> **Exercise instructions**
Rewrite only the records starting at the line containing "SEARCH: turquoise water" and ending at the line containing "[0,0,636,426]". Raise every bounding-box coordinate by 23 and keep all other lines unchanged.

> **Material provided**
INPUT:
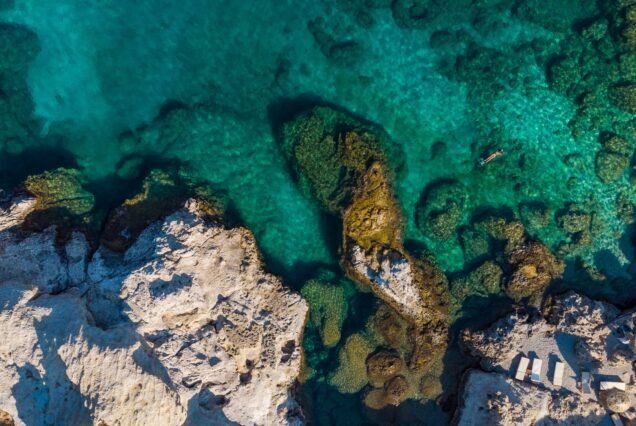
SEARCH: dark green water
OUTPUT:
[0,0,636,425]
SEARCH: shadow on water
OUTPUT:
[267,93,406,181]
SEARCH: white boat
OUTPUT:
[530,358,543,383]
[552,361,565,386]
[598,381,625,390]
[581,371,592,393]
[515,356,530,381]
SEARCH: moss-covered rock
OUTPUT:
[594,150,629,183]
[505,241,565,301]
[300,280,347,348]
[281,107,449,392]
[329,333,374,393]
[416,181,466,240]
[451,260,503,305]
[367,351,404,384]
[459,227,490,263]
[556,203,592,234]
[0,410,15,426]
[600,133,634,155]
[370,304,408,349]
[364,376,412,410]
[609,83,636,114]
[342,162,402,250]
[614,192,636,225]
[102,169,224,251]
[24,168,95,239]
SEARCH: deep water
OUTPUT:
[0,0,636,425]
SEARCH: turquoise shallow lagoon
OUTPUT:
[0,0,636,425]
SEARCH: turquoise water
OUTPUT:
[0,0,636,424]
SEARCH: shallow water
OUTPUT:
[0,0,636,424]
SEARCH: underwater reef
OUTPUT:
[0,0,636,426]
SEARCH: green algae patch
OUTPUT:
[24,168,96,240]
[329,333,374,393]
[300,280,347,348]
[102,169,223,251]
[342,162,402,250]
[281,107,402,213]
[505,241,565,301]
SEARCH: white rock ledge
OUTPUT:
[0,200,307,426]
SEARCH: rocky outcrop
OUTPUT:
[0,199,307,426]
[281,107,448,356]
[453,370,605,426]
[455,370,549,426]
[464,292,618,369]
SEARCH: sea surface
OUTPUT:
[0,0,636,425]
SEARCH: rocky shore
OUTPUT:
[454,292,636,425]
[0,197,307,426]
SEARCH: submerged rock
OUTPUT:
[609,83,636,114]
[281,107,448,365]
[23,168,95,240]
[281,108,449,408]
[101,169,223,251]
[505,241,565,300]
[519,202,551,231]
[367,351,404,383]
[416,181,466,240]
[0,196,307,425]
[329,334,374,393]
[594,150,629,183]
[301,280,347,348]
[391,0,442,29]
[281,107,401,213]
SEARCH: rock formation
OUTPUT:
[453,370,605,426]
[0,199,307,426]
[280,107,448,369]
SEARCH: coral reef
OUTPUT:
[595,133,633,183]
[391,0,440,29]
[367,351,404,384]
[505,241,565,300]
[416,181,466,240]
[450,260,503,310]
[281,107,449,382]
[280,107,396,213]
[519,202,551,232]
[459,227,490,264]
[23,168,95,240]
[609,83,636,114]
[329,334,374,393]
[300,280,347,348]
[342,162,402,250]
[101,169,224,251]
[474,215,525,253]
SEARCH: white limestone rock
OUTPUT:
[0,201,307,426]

...

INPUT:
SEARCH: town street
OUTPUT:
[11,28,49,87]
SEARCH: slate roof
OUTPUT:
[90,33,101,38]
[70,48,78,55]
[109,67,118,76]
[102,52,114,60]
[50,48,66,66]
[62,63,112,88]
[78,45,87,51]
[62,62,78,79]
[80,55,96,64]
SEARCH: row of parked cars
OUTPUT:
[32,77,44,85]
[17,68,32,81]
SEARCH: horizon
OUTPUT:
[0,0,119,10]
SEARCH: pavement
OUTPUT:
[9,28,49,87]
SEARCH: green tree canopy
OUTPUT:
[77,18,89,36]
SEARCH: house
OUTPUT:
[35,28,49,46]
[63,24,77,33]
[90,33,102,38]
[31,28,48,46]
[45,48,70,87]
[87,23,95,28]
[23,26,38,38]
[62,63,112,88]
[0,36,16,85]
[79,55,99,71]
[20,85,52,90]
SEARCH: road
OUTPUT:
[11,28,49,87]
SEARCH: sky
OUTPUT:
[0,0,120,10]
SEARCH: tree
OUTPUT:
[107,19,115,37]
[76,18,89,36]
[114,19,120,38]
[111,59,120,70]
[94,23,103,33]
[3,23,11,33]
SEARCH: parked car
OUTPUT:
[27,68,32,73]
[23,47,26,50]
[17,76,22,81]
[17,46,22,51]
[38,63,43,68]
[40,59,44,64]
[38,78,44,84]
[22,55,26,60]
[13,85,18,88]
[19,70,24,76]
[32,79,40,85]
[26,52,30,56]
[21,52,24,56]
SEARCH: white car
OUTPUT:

> **Output below**
SEARCH: turquoise water
OUTPUT:
[23,23,659,447]
SEARCH: shallow water
OUTPUT:
[23,23,659,447]
SEARCH: underwater reef
OUTPUT:
[23,23,659,449]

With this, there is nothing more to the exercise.